**Given data**.
"""
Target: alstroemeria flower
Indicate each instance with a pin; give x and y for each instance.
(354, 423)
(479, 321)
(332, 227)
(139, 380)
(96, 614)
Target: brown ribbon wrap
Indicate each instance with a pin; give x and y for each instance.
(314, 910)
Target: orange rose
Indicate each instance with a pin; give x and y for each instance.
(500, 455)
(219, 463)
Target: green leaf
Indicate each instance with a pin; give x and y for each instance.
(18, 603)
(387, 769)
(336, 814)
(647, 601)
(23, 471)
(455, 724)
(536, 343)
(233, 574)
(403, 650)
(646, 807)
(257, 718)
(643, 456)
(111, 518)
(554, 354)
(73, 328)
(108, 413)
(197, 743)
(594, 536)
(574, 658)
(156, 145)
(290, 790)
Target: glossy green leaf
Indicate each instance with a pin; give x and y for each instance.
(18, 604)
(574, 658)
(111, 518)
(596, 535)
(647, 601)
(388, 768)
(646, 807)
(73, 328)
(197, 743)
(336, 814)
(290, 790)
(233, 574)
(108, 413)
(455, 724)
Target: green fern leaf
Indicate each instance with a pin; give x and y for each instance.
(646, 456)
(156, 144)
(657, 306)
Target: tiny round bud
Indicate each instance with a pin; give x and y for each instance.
"""
**Task to carry out**. Reproduce every item above verbatim, line by line and in the original order.

**Output for this exercise**.
Target: alstroemeria flower
Indicate each instance with a pin; give x and y for each instance.
(354, 423)
(479, 321)
(332, 227)
(139, 380)
(96, 614)
Target: brown ribbon wrap
Indicate each instance with a pin; give x and y for each instance.
(314, 910)
Target: orange rose
Indicate each instance with a pin; give x and y for each instance.
(500, 455)
(219, 463)
Target: green leaf
Indicate each instance with a pin; give x and y for each instance.
(18, 603)
(387, 769)
(336, 814)
(647, 601)
(23, 471)
(455, 724)
(536, 343)
(233, 574)
(403, 650)
(646, 807)
(257, 718)
(643, 456)
(111, 518)
(554, 354)
(73, 328)
(108, 413)
(197, 743)
(594, 536)
(574, 658)
(156, 145)
(290, 790)
Target: glossy green leaf
Indicate each instance with a pin; give x and y for each instance.
(18, 604)
(574, 658)
(111, 518)
(596, 535)
(647, 601)
(388, 768)
(646, 807)
(73, 328)
(197, 743)
(336, 814)
(290, 790)
(233, 574)
(108, 413)
(455, 724)
Target: green fern leaf
Indicate each instance with a pin; give x and y for each instance.
(646, 456)
(156, 144)
(657, 306)
Target: tiny round bud
Indicate each instance with a pin; give x and y for each instance.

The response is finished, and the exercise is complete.